- AIM OF THE EXERCISE: All of the entries need to be printed again exactly; pictures are the only thing to omit.

Start of DATASET EXCERPTS

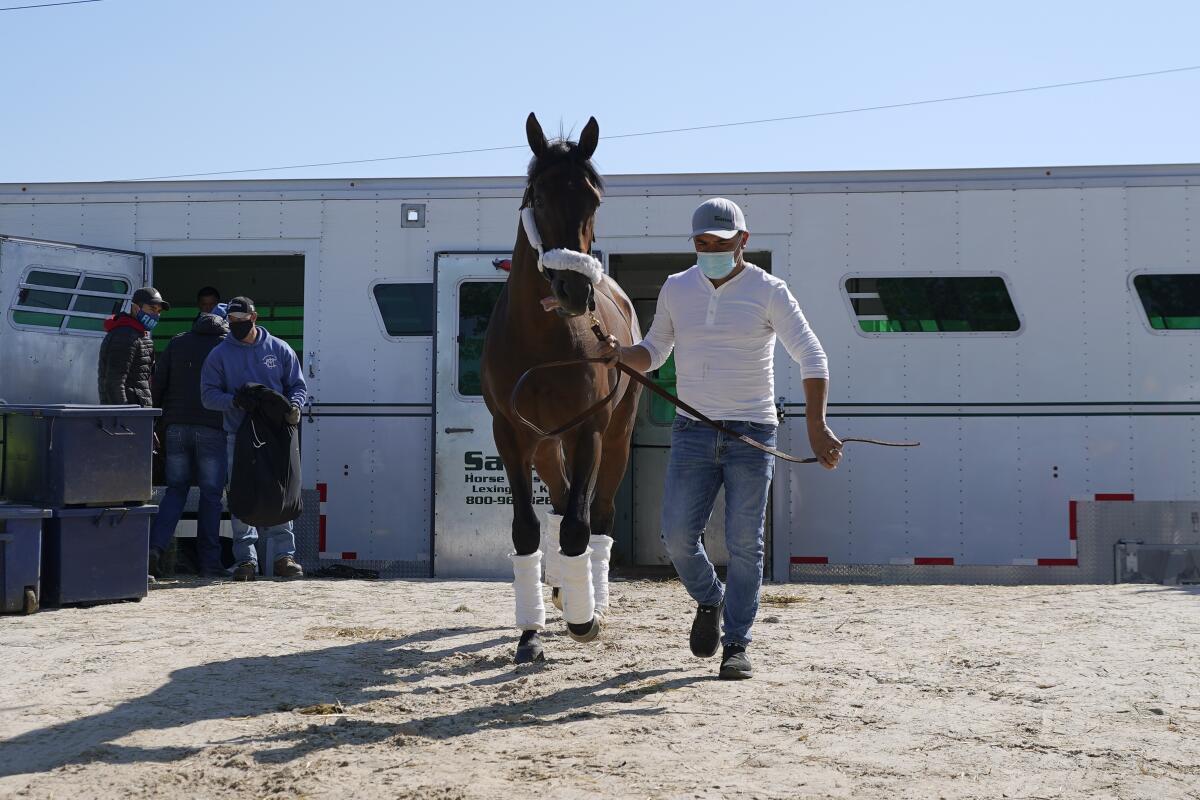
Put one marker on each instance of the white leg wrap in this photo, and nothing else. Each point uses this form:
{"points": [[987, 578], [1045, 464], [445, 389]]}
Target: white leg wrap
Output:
{"points": [[550, 547], [601, 549], [579, 601], [531, 611]]}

End of DATASET EXCERPTS

- SOLVED EXERCISE:
Put one marker on each instance of the white leg wrap in this photo, and nothing else. Each point uses this form:
{"points": [[987, 578], [1045, 464], [445, 389]]}
Target: white leg wrap
Output:
{"points": [[550, 547], [601, 549], [579, 601], [531, 611]]}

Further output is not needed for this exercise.